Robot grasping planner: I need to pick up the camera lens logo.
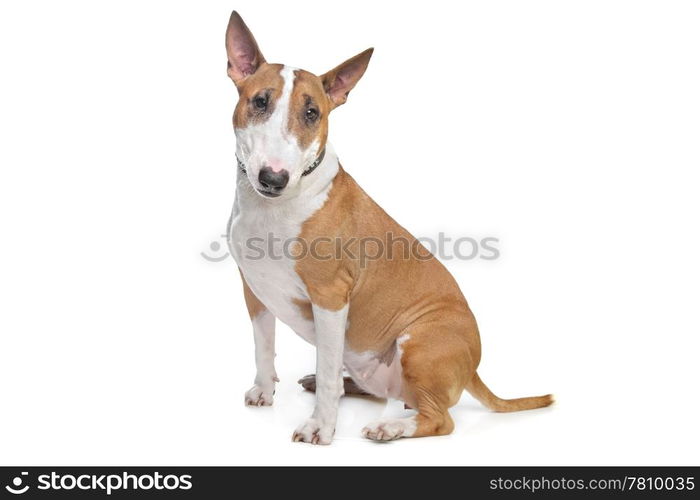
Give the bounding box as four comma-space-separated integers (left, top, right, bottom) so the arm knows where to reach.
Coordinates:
5, 472, 29, 495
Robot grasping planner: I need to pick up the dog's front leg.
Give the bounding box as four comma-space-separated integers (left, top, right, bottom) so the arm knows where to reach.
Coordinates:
292, 304, 348, 444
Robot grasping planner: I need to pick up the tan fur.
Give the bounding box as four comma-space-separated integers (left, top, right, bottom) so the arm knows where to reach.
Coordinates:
233, 63, 284, 128
289, 69, 331, 149
296, 168, 552, 437
226, 12, 553, 437
238, 269, 267, 319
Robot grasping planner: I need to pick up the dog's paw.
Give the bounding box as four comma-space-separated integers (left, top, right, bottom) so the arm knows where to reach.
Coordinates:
292, 417, 335, 444
245, 385, 275, 406
362, 417, 416, 441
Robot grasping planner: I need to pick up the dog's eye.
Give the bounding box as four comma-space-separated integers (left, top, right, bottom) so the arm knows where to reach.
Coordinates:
304, 108, 318, 123
253, 95, 267, 111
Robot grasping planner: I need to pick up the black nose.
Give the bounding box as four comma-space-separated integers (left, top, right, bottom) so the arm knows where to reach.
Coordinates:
258, 167, 289, 193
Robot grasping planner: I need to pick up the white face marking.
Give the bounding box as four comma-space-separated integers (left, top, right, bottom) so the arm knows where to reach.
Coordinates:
235, 66, 319, 197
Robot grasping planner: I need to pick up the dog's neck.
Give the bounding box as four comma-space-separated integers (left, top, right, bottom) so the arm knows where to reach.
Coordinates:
236, 143, 340, 212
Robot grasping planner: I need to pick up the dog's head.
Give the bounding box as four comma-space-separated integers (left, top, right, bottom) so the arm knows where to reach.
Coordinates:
226, 11, 373, 198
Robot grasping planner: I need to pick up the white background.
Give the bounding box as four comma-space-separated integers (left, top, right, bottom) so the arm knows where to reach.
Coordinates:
0, 0, 700, 465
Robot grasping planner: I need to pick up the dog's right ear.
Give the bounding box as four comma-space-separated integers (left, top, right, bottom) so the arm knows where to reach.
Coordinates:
226, 10, 265, 85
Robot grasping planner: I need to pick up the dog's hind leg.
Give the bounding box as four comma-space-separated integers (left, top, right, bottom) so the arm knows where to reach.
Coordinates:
298, 374, 370, 396
362, 314, 478, 441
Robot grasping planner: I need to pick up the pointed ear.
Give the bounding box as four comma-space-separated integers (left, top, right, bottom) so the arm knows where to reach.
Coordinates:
321, 48, 374, 108
226, 10, 265, 85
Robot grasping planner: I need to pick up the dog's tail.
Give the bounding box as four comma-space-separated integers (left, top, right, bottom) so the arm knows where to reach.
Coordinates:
466, 373, 554, 412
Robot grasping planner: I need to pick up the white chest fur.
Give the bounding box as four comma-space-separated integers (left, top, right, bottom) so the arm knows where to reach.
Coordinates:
228, 153, 338, 343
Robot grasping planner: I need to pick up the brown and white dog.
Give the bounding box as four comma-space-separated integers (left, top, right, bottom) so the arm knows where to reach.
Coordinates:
226, 12, 552, 444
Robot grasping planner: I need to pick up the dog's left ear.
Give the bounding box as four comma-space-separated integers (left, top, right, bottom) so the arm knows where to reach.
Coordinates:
226, 10, 265, 85
321, 48, 374, 109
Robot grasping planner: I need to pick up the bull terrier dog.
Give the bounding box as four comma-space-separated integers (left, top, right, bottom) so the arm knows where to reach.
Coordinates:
226, 12, 553, 444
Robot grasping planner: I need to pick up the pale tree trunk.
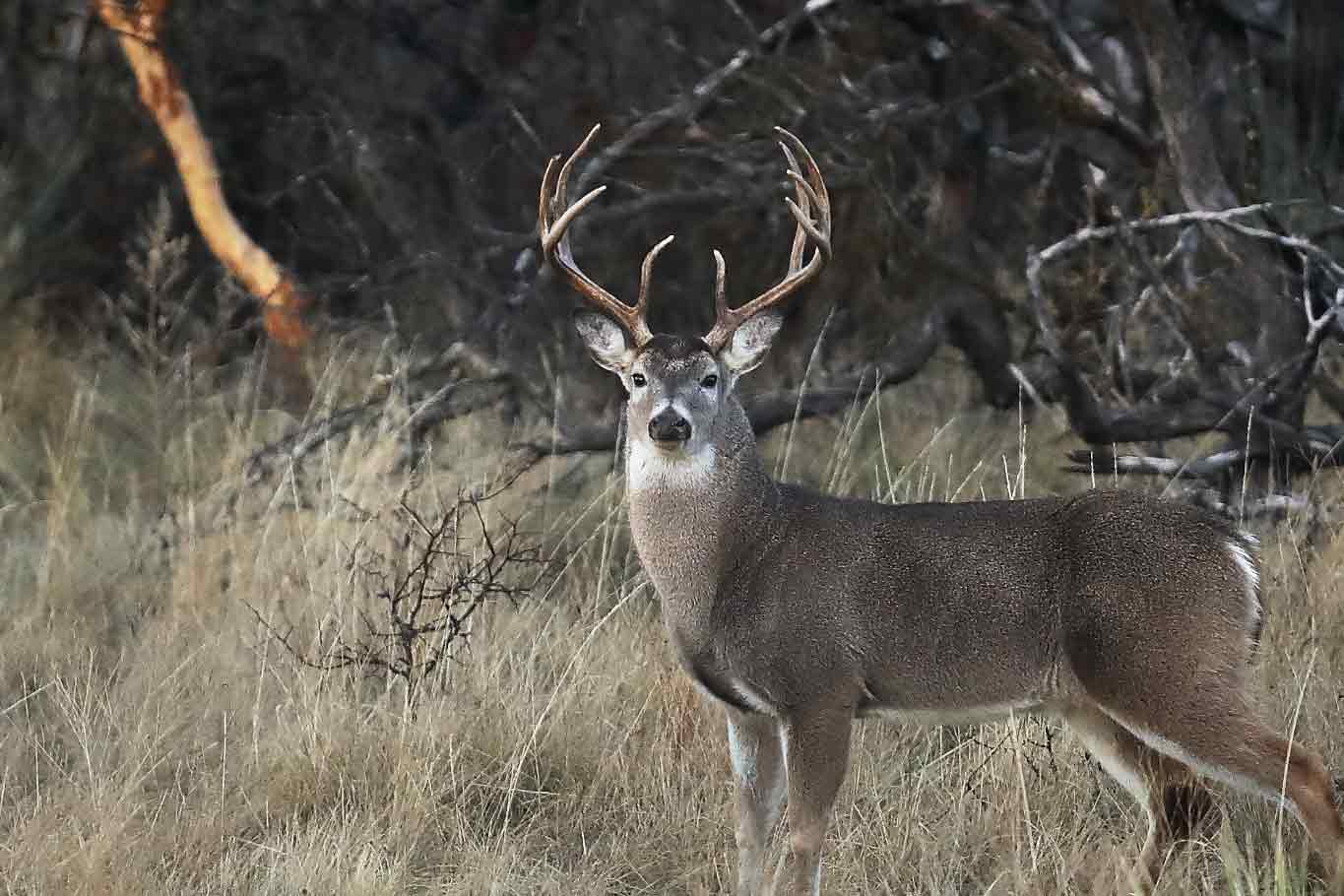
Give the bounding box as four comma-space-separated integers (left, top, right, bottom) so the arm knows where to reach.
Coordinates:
96, 0, 312, 398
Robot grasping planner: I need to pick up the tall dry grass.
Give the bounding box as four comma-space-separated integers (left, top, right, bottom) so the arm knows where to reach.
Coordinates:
0, 314, 1344, 896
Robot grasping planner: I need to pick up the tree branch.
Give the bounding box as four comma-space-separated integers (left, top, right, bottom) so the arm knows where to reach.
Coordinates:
96, 0, 312, 348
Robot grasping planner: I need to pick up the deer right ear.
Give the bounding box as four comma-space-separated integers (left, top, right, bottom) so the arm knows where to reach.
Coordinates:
574, 309, 634, 376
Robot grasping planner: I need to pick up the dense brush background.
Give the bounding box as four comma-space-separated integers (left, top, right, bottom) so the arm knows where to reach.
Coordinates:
0, 0, 1344, 896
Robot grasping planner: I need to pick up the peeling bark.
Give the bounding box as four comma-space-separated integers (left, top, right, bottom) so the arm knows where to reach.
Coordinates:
96, 0, 312, 350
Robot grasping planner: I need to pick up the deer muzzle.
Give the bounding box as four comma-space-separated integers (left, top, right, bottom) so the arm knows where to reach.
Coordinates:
649, 407, 691, 447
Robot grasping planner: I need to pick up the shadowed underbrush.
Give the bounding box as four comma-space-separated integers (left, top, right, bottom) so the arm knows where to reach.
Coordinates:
0, 328, 1344, 895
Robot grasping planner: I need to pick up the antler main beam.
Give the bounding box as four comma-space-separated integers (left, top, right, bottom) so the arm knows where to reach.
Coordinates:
704, 128, 831, 352
538, 125, 673, 348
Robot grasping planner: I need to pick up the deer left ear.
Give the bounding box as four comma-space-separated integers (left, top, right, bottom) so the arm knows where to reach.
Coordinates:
719, 309, 784, 377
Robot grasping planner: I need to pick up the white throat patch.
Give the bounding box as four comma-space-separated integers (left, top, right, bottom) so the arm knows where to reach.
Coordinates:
625, 438, 718, 491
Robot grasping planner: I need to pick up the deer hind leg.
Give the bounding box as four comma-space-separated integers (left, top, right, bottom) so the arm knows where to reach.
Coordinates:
1064, 705, 1212, 893
1104, 688, 1344, 893
774, 707, 854, 896
727, 709, 788, 896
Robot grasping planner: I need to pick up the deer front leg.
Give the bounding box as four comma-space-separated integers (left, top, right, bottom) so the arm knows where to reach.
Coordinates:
774, 705, 854, 896
729, 708, 788, 896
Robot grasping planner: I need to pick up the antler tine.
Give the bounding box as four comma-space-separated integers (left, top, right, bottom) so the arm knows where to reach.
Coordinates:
634, 233, 676, 311
704, 128, 831, 352
537, 125, 656, 347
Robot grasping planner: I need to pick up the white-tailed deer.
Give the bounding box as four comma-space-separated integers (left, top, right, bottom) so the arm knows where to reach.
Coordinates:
541, 128, 1344, 895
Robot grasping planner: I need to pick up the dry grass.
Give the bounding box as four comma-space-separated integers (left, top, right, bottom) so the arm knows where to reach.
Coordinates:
0, 331, 1344, 896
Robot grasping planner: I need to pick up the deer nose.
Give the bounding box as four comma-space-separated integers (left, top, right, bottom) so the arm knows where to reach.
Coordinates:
649, 407, 691, 442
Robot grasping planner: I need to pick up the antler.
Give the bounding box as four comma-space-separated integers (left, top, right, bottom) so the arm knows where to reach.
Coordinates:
704, 128, 831, 352
538, 125, 673, 348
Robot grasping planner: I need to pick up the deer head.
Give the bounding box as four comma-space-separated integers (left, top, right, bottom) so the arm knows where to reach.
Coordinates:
539, 126, 831, 460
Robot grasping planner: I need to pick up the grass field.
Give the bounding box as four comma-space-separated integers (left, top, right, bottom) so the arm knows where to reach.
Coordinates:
0, 328, 1344, 896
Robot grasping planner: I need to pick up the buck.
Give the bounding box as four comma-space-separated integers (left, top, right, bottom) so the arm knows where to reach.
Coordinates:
539, 128, 1344, 895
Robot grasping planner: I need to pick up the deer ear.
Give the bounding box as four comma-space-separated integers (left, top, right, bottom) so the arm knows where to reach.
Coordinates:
719, 309, 784, 376
574, 309, 634, 376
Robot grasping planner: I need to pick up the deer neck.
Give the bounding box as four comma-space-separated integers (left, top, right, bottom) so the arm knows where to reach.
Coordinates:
625, 398, 780, 629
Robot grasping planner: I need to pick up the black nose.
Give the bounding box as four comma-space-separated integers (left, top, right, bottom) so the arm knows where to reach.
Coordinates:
649, 407, 691, 442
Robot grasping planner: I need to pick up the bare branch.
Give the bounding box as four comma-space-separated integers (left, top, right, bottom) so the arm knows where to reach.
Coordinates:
96, 0, 312, 348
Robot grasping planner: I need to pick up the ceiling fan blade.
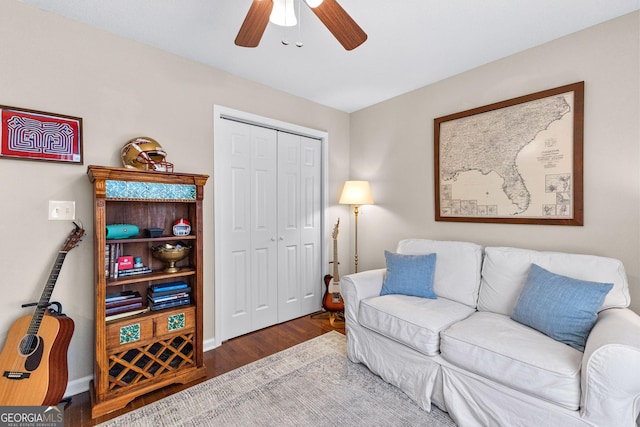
———
- _WORK REQUIRED_
Please reproduce, word for word, the part of the records that opens with the line containing "Robot grasping planner: I need to pick up the brown" and closes with the line containing "321, 48, 374, 109", including both of those lines.

- _COMPLETED TASK_
Robot grasping planner: I need to pick up the brown and white dog.
Give the bounding box as four comma-space-separated integers (left, top, right, bottom) so the arm knows where to reach.
Coordinates:
226, 12, 552, 444
Robot grasping planner: I need to pick up the dog's left ear.
Give the bounding box as four comma-space-separated integers (left, top, right, bottom) so the arm knows where to reach.
Coordinates:
226, 10, 265, 85
321, 48, 374, 109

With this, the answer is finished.